EXERCISE AIM -> From the listing below, pull out each line that contains the word "spectator" and copy those lines unchanged.

DATA ->
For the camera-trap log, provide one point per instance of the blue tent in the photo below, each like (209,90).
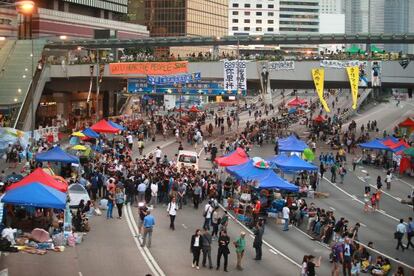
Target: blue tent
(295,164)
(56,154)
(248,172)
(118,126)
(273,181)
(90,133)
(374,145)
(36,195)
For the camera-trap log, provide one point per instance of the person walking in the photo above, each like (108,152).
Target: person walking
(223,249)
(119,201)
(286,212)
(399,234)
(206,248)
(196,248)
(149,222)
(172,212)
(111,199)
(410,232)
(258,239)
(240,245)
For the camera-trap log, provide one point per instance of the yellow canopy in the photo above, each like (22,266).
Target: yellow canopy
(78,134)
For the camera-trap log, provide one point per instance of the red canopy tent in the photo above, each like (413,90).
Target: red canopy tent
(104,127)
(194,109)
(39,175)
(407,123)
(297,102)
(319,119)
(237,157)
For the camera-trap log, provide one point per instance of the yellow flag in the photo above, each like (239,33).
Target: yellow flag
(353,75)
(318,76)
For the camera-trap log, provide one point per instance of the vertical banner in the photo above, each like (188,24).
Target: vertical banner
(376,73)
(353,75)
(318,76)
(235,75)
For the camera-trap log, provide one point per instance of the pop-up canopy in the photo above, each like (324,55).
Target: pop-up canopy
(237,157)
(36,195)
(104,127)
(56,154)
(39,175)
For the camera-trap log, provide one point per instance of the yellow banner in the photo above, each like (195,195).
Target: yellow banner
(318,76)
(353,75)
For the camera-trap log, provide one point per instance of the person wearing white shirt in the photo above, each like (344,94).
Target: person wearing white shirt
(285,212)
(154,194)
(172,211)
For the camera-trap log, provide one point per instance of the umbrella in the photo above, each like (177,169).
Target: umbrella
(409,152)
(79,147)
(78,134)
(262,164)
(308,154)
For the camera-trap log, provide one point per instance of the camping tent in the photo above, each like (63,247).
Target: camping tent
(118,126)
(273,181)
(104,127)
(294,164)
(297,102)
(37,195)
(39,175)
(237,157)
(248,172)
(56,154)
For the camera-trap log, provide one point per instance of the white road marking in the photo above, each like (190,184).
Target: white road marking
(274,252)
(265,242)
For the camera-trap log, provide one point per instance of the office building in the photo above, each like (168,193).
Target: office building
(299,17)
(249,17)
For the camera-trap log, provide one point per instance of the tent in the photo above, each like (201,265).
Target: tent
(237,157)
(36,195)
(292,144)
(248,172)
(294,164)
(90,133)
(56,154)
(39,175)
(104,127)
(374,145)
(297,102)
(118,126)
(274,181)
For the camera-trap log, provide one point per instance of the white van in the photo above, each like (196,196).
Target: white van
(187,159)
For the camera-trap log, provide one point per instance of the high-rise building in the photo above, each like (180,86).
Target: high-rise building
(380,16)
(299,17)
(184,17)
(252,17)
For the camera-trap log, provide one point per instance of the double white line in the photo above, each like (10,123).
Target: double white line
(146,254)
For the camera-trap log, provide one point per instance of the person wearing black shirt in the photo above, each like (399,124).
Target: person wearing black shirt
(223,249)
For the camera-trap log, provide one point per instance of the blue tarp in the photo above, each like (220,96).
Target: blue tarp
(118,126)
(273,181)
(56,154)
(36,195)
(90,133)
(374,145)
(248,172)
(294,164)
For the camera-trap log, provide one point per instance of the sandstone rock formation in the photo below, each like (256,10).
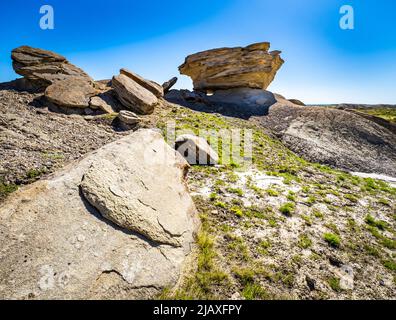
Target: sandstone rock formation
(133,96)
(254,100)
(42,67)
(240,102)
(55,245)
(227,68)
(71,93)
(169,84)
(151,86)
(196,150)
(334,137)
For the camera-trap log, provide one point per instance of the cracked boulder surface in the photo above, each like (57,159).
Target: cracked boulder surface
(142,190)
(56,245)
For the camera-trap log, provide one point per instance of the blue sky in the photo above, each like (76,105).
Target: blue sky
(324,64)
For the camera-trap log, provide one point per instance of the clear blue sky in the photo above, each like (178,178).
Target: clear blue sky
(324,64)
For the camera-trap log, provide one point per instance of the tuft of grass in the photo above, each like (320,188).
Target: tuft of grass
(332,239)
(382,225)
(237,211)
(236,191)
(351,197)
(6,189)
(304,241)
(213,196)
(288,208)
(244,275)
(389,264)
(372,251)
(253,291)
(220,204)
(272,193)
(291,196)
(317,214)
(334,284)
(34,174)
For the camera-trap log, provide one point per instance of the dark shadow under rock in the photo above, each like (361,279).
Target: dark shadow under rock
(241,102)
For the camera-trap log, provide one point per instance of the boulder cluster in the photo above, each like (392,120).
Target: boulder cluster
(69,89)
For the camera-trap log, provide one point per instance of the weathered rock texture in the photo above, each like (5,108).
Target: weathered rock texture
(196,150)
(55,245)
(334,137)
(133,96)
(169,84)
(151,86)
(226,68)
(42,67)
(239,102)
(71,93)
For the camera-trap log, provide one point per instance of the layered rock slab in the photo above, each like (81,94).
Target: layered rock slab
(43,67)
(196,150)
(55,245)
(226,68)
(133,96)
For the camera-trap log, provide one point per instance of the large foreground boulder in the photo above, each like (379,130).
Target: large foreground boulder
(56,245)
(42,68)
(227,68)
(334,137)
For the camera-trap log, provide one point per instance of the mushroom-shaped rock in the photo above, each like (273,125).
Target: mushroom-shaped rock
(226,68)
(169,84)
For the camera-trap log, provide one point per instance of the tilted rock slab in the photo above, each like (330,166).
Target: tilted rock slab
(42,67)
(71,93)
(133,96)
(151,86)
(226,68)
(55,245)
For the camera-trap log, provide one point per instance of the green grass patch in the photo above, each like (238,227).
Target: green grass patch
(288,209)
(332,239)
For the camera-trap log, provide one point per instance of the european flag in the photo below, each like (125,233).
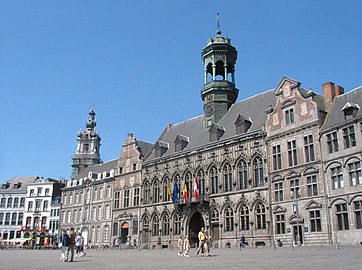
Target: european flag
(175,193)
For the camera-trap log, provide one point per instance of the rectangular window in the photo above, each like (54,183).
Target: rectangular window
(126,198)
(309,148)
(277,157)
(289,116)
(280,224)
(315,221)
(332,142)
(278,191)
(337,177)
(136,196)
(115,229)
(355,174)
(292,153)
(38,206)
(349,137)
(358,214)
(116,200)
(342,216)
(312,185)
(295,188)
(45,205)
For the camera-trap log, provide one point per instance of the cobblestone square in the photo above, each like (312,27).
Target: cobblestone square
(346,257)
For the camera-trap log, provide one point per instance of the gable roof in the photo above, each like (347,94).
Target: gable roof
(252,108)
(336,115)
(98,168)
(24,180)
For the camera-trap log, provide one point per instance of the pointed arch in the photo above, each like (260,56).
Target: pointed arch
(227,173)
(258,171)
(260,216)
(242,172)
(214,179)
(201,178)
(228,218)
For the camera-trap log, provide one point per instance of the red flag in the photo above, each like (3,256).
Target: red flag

...

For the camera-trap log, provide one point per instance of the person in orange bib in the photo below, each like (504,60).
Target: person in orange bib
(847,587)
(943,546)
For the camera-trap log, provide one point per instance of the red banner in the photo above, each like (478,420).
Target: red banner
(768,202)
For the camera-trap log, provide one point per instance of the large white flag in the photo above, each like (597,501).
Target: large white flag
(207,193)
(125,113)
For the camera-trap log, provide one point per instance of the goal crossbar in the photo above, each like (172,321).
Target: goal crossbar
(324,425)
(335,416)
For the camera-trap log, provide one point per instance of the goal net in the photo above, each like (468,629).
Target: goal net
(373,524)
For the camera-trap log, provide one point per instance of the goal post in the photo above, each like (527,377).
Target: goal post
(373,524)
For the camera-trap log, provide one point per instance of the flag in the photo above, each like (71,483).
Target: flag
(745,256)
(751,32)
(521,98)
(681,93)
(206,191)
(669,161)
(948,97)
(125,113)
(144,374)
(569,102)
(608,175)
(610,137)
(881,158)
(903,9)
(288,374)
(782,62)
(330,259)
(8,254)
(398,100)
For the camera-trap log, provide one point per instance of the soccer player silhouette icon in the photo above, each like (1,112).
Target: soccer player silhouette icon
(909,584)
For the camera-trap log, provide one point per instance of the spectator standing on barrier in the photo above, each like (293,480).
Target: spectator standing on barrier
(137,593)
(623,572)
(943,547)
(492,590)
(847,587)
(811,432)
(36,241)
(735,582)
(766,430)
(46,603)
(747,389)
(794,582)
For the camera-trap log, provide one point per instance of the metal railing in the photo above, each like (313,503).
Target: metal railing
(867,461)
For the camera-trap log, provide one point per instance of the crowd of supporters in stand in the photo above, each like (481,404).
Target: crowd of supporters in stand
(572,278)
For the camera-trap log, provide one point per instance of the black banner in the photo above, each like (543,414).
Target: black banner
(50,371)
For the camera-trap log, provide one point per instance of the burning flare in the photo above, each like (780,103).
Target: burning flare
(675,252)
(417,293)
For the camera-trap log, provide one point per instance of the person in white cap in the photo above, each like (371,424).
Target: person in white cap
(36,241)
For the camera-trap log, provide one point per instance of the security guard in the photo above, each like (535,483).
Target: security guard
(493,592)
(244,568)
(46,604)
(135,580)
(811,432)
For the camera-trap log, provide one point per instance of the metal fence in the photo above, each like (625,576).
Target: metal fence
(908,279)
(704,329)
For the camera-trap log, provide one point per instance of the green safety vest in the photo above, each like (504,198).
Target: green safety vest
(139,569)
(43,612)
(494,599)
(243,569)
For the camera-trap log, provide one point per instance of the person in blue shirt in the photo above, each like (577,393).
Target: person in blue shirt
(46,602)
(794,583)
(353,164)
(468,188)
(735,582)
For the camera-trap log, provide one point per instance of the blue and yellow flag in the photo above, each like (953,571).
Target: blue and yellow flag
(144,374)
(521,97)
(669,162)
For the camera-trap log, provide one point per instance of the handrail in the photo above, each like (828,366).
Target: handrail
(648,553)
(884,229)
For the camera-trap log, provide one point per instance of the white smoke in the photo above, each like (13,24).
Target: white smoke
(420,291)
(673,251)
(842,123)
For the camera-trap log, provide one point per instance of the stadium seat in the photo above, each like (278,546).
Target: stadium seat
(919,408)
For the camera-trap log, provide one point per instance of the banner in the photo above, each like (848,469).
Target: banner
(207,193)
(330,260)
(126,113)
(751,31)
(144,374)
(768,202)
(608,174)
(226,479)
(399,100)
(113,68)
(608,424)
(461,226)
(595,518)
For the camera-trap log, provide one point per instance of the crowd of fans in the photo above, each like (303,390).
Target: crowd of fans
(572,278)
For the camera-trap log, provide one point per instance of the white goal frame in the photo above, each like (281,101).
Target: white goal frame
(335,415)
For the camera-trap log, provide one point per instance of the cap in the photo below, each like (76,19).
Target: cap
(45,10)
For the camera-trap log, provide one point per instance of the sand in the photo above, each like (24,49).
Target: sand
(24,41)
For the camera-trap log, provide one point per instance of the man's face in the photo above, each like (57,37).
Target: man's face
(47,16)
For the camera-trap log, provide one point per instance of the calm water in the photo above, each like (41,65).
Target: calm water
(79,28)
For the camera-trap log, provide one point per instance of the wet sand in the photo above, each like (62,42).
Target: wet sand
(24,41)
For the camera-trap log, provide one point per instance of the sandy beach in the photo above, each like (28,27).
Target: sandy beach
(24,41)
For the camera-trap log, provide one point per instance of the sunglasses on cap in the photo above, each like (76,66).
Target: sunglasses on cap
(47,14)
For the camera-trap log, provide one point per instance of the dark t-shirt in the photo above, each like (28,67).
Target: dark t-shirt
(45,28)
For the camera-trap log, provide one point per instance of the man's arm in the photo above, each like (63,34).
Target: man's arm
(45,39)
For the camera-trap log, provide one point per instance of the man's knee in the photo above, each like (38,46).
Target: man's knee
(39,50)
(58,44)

--

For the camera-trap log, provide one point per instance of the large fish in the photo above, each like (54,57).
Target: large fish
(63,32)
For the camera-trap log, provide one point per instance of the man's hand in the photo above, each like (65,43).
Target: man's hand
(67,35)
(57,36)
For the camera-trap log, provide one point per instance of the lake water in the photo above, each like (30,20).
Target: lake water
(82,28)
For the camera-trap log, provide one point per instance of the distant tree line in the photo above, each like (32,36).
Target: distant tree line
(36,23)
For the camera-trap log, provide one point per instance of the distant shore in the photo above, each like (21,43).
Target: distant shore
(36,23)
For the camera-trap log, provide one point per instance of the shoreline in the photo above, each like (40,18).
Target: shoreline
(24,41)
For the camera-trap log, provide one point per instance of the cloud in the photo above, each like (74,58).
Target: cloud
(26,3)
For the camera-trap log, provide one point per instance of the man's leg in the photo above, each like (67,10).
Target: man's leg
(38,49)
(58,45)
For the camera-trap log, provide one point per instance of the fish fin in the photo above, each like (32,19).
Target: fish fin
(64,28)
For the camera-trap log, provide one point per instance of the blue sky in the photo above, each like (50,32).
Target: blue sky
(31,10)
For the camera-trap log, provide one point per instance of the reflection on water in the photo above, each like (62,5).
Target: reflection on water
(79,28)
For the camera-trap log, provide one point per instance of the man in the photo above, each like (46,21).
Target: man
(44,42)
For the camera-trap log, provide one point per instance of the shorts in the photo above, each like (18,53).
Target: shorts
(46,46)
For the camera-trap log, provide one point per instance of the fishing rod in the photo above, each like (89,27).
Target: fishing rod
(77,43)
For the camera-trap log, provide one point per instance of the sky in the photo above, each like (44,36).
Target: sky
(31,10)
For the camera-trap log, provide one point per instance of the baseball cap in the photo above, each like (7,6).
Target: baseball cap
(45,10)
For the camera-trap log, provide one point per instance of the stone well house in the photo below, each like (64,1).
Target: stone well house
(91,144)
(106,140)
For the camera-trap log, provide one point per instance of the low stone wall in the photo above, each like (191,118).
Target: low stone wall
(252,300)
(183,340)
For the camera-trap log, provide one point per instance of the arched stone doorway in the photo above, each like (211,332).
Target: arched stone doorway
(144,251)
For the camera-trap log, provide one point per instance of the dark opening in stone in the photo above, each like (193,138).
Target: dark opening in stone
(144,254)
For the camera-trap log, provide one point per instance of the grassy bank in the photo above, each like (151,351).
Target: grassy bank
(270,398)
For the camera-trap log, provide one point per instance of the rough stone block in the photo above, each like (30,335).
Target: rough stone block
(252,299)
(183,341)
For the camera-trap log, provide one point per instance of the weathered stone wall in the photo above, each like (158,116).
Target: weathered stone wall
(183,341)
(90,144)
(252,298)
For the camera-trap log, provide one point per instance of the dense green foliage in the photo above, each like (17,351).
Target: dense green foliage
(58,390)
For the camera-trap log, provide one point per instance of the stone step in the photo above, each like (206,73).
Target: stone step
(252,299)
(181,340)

FINAL RESULT ->
For the camera-trap log, provide one point per instance of the spectator standing on barrier in the photo above, each like (293,480).
Target: spectator standing on barrier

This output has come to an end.